§ SHORT PROBLEM
Continue the forum post on non-Hopfian lacunary hyperbolic groups, starting right after its last sentence.

§ TEXT SECTION

%%

Is there a non-Hopfian lacunary hyperbolic group? The question's in the title and is easily stated, but let me try to give some details and explain why I'm interested.  First, a disclaimer: if the answer's not already somewhere in the literature then it could be rather hard; I'm asking this question here because MO is lucky enough to have some of the foremost experts on lacunary hyperbolic groups as active participants.
Definitions


*

*A group $\Gamma$ is non-Hopfian if there is an epimorphism $\Gamma\to\Gamma$ with non-trivial kernel.

*A group $\Gamma$ is lacunary hyperbolic if some asymptotic cone of $\Gamma$ is an $\mathbb{R}$-tree.
To motivate this second definition, note that a group is word-hyperbolic if and only if every asymptotic cone is an $\mathbb{R}$-tree.
Lacunary hyperbolic groups were defined and investigated in a paper of Ol'shanskii, Osin and Sapir (although examples of lacunary hyperbolic groups that are not hyperbolic already existed---I believe the first one was constructed by Simon Thomas). They construct examples that exhibit very non-hyperbolic behaviour, including torsion groups and Tarski monsters.
Question
Once again:-

Is there a non-Hopfian lacunary hyperbolic group?

Motivation
My motivation comes from logic, and the following fact.
Proposition: A lacunary hyperbolic group is a direct limit of hyperbolic groups (satisfying a certain injectivity-radius condition).
That is to say, lacunary hyperbolic groups are limit groups over the class of all hyperbolic groups. (Note: the injectivity-radius condition means that there are other limit groups over hyperbolic groups which are not lacunary hyperbolic. I'm also interested in them.) Sela has shown that limit groups over a fixed hyperbolic group $\Gamma$ (and its subgroups) tell you a lot about the solutions to equations over $\Gamma$.  For instance, his result that a sequence of epimorphisms of $\Gamma$-limit groups eventually stabilises (which implies that all $\Gamma$-limit groups are Hopfian) has the following consequence.

%%

§ DATASET ROWS
%%

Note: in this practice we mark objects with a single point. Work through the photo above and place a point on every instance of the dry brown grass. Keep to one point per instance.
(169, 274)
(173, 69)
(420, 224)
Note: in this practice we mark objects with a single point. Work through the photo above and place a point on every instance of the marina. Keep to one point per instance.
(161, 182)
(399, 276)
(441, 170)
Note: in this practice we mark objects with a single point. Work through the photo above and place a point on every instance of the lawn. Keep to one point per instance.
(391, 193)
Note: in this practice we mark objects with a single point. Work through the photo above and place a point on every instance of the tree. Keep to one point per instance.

%%
%%

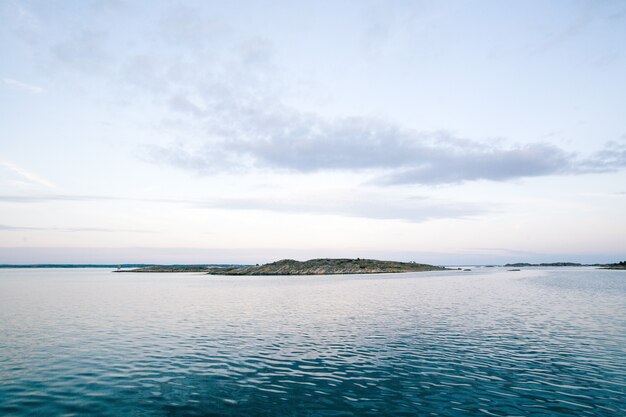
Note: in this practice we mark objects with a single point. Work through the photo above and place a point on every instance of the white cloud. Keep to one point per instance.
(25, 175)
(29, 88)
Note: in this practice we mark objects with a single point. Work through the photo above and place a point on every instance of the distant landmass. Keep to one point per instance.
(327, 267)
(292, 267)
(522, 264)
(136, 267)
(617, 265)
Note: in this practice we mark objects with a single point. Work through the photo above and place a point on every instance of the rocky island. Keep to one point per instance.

%%
%%

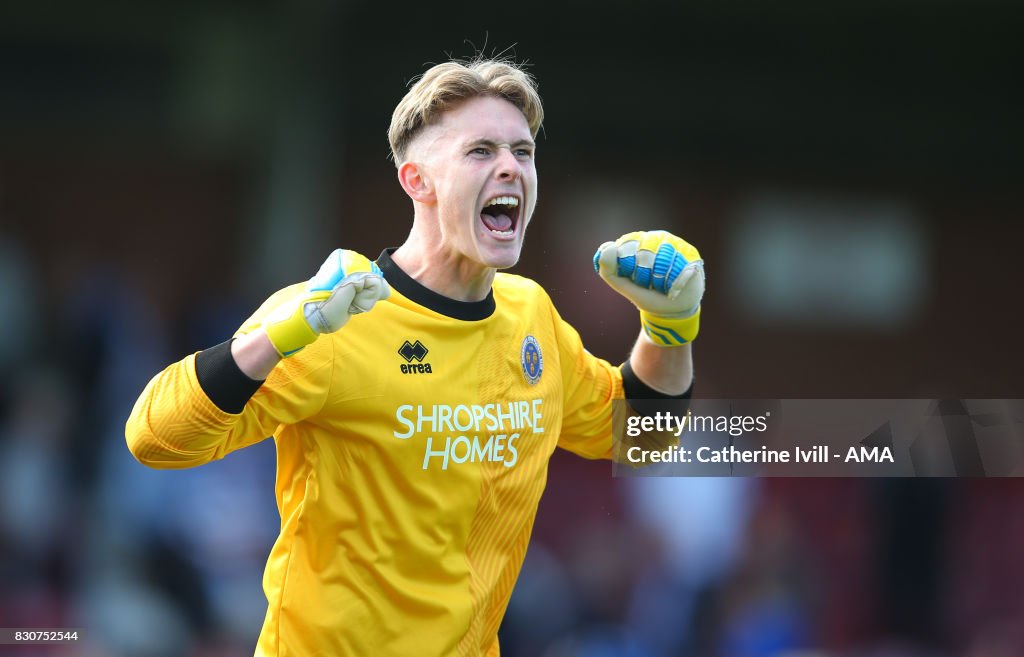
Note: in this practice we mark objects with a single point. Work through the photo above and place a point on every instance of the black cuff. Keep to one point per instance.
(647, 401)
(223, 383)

%%

§ WRITTEN ANSWER
Theorem (Sela): Hyperbolic groups are equationally Noetherian.  That is, any infinite set of equations is equivalent to a finite subsystem.
In the wake of Sela's work we have a fairly detailed understanding of solutions to equations over a given word-hyperbolic group $\Gamma$.  But it's still a matter of great  interest to try to understand systems of equations over all hyperbolic groups.
Pathological behaviour in lacunary hyperbolic groups should translate into pathological results about systems of equations over hyperbolic groups.  A positive answer to my question would imply that the class of hyperbolic groups is not equationally Noetherian. And that would be quite interesting.
Note: This paper of Denis Osin already makes a connection between equations over a single lacunary hyperbolic group and equations over the class of all hyperbolic groups.

This question attracted great answers from Yves Cornulier and Mark Sapir, as well as some excellent comments from Denis Osin.  Let me quickly clarify my goals in answering the question, and try to summarise what the state of knowledge seems to be.  I hope someone will correct me if I make any unwarranted conjectures!
My motivation came from the theory of equations over the class of all (word-)hyperbolic groups.  For these purposes, it is not important to actually find a non-Hopfian lacunary hyperbolic group; merely a non-Hopfian limit of hyperbolic groups is enough.  (That is, the injectivity radius condition in the above proposition can be ignored.)  Yves Cornulier gave an example of a limit of virtually free (in particular, hyperbolic) groups which is non-Hopfian.  From this one can conclude that the class of word-hyperbolic groups is not equationally Noetherian, as I had hoped.
[Note: I chose to accept Yves's answer.  Mark's answer is equally worthy of acceptance.]
Clearly, the pathologies of Yves's groups derive from torsion---the class of free groups is equationally Noetherian---and there are some reasons to expect torsion to cause problems, so I asked in a comment for torsion-free examples.  These were provided by Denis Osin, who referred to a paper of Ivanov and Storozhev.  Thus, we also have that the class of all torsion-free hyperbolic groups is not equationally Noetherian.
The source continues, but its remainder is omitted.